### Document passage
▼

The wave function as solution of the Schrödinger equation as the basis of quantum mechanics, has 3N spatial dimensions for an N-particle system. As such it is a computational impossibility as noted by Nobel Laureate Walter Kohn in his Nobel Lecture 1998:
- In general the many-dimensional wave function of a system of N electrons is not a legitimate scientific concept (for N > 10 say).
Nevertheless, physicists worship the 3N-dimensional wave function and believe it has a deep physical significance. In particular, it is believed that the atomic world consists of bosons represented by fully symmetric wave functions and fermions represented by fully anti-symmetric wave functions. In particular the periodic table is believed to result from the fact that electrons are fermions satisfying Pauli's exclusion principle as a consequence of anti-symmetry.
A periodic table based on bosons (such as photons) would be a trivial table with only one kind of atom.
But if the 3N-dimensional wave function is a monstrosity, then so must be the subdivision into fully symmetric and anti-symmetric wave functions and then also Pauli's exclusion principle.
In the alternative model under study in this sequence of posts, another explanation of the periodic table presents itself: In this model it is the repulsion between electrons which shapes the atomic shell structure starting from the Helium atom with two electrons repelled into opposite position around the kernel.
In other words, atoms with electrons without repulsion would be of one kind and thus correspond to bosonic atoms of one kind only capable of creating a trivial dull world.
We are thus led to the idea that it is the repulsion between electrons, which forms the atomic world of great variability creating a far from dull world of even greater variability by upscaling, and not any mystery of anti-symmetric wave functions which cannot explain e.g. the electron structure of Plutonium with N = 94.

▲

[Referring expression pointing data]
▼

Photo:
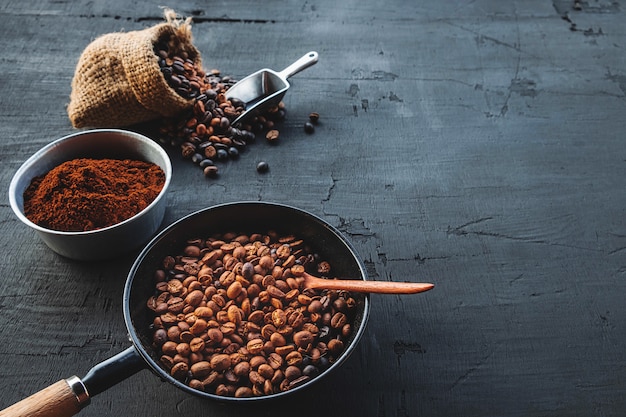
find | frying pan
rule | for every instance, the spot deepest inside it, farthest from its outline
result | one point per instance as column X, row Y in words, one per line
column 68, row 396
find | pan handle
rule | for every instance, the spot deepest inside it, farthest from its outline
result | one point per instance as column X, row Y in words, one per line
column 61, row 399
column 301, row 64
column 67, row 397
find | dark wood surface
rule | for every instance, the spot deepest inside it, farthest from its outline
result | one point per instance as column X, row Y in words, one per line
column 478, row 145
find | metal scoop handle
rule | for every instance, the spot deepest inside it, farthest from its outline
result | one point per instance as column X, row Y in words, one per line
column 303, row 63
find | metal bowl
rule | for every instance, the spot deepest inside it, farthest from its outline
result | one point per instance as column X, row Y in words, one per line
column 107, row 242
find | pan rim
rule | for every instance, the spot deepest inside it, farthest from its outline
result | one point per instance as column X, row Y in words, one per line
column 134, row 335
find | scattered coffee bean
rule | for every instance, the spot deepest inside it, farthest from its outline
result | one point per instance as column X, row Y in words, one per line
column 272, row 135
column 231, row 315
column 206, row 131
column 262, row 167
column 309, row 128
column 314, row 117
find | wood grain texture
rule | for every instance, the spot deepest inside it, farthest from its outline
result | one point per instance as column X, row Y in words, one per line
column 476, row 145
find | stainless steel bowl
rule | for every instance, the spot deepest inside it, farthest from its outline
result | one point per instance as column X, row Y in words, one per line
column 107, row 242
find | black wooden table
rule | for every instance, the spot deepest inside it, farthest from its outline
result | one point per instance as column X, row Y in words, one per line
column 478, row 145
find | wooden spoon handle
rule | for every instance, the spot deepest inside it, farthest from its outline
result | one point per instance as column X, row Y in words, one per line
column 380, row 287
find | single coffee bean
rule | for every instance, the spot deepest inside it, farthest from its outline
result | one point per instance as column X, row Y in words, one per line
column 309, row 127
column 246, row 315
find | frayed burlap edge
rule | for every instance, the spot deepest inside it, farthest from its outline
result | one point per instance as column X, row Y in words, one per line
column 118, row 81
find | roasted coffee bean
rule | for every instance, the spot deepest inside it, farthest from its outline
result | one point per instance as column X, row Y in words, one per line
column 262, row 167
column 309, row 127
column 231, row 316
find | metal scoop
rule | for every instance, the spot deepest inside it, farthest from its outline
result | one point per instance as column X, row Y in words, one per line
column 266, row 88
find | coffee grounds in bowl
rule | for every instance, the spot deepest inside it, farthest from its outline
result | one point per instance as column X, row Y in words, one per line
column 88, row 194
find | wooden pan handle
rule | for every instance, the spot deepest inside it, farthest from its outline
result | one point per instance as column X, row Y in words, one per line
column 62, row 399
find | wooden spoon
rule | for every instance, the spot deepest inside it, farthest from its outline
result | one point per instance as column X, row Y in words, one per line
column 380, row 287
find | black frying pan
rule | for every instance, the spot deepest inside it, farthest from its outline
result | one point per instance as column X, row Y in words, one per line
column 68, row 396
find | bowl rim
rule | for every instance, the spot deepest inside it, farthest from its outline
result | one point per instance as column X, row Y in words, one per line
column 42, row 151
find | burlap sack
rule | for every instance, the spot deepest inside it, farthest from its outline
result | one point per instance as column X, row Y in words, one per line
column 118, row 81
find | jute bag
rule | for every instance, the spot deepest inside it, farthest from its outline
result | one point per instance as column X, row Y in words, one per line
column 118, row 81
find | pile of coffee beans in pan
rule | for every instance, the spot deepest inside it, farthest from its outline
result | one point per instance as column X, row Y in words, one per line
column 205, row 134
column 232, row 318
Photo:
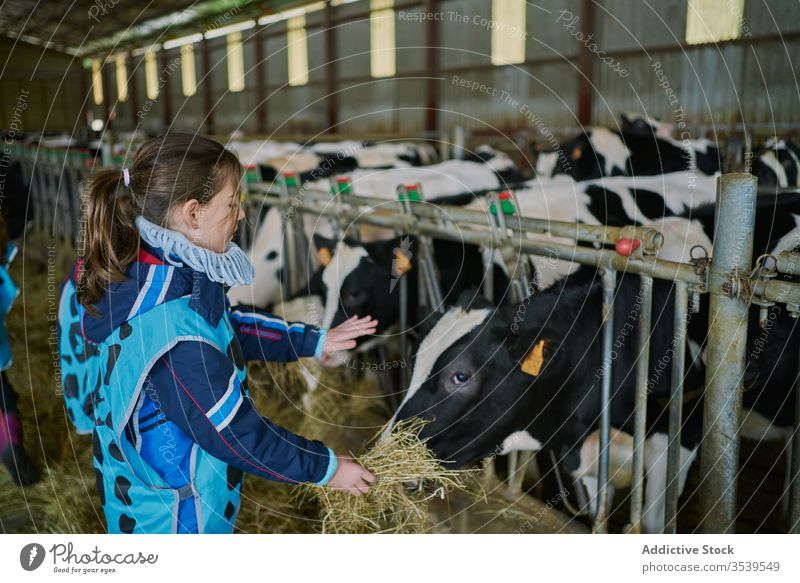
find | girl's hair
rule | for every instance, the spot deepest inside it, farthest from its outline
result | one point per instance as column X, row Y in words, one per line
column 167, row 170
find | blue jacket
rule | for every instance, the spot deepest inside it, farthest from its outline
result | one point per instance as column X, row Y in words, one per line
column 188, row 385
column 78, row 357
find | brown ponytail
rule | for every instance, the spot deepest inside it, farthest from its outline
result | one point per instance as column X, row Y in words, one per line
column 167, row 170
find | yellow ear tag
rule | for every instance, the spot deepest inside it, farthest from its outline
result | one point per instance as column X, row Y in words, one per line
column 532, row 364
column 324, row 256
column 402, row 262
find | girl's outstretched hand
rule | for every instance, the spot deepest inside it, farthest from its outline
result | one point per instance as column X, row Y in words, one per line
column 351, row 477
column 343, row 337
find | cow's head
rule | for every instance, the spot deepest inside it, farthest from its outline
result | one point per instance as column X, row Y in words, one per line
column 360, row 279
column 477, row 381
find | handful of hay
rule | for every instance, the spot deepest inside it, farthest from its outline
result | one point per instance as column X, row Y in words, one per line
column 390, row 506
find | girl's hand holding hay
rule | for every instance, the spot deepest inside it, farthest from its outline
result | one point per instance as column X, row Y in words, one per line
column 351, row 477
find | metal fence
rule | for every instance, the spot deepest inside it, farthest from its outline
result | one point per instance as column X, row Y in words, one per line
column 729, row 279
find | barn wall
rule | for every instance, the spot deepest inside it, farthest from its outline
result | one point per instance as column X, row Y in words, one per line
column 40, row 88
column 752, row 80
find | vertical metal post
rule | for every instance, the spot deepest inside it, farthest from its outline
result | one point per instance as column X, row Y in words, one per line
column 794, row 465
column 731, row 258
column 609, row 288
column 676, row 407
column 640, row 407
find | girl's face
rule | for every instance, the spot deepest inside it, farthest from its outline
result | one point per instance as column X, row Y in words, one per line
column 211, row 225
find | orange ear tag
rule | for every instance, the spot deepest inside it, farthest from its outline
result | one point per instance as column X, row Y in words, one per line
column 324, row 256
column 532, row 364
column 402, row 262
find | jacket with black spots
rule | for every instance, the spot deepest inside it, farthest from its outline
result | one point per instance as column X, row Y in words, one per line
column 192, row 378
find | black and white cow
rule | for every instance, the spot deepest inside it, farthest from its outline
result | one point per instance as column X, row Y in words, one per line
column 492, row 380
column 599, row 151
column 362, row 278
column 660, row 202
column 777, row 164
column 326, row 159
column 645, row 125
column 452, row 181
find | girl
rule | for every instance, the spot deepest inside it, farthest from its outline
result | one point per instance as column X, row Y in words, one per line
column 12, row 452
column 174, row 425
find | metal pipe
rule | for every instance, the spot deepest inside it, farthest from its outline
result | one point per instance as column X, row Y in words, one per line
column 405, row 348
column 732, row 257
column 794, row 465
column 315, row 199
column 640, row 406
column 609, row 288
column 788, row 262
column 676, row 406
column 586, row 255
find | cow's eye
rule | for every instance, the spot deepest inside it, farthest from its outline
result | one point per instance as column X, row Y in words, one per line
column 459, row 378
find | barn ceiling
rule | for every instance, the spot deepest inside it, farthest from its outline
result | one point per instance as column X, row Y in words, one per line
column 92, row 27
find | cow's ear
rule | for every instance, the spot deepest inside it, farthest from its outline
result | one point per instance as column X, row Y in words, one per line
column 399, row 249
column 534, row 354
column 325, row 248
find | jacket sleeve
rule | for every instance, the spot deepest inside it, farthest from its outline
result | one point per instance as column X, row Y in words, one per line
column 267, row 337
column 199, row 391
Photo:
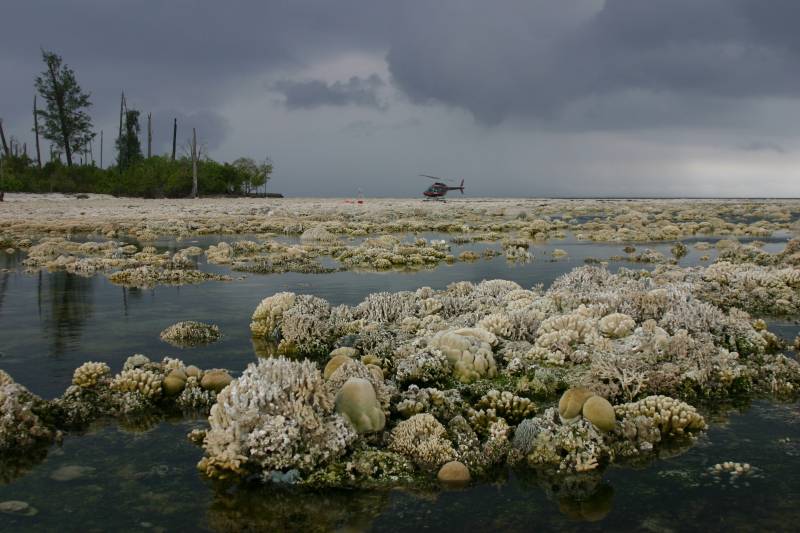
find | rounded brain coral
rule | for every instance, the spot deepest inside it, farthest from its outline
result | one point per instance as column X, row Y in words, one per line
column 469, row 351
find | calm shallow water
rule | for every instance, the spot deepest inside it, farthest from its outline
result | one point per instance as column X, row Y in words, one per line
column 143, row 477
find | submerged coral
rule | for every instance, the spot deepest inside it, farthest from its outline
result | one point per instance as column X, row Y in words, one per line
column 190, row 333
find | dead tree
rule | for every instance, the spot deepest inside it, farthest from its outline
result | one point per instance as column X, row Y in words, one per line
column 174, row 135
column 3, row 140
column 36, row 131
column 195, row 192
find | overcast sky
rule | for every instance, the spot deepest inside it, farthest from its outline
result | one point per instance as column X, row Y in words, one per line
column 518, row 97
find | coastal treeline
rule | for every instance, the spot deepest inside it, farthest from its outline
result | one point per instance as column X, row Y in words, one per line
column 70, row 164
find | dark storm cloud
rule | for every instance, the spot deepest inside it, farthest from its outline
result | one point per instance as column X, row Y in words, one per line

▲

### Check your understanding
• A. Summarize the text about the periodic table in two sentences.
• B. Duplicate the part of the text about the periodic table between "But if the 3N-dimensional" and "trivial dull world.", inclusive.
• C. According to the text about the periodic table, what kind of periodic table would result from bosons such as photons?
Work only from the text about the periodic table.

### Solution list
• A. The text argues that the 3N-dimensional wave function is a computational impossibility, and so the division into symmetric and anti-symmetric wave functions and Pauli's exclusion principle must be a monstrosity as well. It proposes instead that repulsion between electrons shapes the atomic shell structure and forms a varied atomic world.

• B.
But if the 3N-dimensional wave function is a monstrosity, then so must be the subdivision into fully symmetric and anti-symmetric wave functions and then also Pauli's exclusion principle.
In the alternative model under study in this sequence of posts, another explanation of the periodic table presents itself: In this model it is the repulsion between electrons which shapes the atomic shell structure starting from the Helium atom with two electrons repelled into opposite position around the kernel.
In other words, atoms with electrons without repulsion would be of one kind and thus correspond to bosonic atoms of one kind only capable of creating a trivial dull world.

• C. A trivial table with only one kind of atom.